## [What the task asks]
Rewrite the stretch of data from the line containing "Class name: road shoulder gravel" through the line containing "[[0, 585, 662, 731]]", replacing "gravel" with "dirt" and leaving everything else unchanged.

## [Bounding-box records]
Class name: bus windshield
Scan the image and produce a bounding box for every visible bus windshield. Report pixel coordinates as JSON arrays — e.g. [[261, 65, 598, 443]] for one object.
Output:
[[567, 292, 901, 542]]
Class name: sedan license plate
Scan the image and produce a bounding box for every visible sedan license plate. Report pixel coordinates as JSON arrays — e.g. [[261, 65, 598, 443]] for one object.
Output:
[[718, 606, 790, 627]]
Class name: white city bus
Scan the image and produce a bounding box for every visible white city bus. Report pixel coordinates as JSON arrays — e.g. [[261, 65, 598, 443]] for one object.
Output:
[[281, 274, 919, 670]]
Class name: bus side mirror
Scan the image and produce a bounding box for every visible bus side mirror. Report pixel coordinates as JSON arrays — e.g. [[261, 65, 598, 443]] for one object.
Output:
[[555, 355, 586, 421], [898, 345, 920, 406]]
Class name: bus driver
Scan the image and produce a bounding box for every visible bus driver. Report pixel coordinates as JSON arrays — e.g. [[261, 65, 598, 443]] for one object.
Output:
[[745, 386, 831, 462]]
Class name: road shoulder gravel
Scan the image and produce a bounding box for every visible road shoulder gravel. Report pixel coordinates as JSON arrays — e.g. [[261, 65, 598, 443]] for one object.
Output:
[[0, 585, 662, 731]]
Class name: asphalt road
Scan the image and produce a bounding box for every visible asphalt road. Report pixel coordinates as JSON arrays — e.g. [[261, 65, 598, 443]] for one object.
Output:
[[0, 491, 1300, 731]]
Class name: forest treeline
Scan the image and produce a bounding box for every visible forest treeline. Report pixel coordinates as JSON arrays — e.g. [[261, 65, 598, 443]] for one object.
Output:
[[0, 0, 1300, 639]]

...

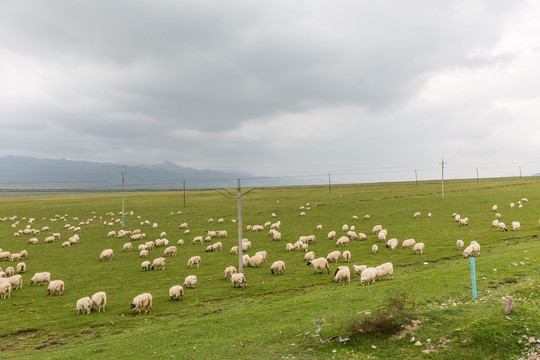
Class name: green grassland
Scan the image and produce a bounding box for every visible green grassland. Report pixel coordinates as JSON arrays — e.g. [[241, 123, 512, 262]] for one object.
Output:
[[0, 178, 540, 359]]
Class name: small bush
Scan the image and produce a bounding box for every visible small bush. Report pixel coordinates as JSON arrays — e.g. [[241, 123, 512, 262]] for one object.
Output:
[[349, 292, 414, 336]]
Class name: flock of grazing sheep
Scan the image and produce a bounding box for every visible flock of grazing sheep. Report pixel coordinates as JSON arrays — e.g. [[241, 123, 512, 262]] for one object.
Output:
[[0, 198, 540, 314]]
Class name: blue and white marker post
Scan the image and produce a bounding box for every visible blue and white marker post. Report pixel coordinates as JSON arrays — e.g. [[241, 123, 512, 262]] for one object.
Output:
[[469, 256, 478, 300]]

## [Result below]
Class name: road shoulder dirt
Scan the image and produce a bounding box for every visible road shoulder dirt. Report pixel coordinates as JSON arrays — e.g. [[261, 65, 598, 443]] for one object.
Output:
[[0, 585, 662, 731]]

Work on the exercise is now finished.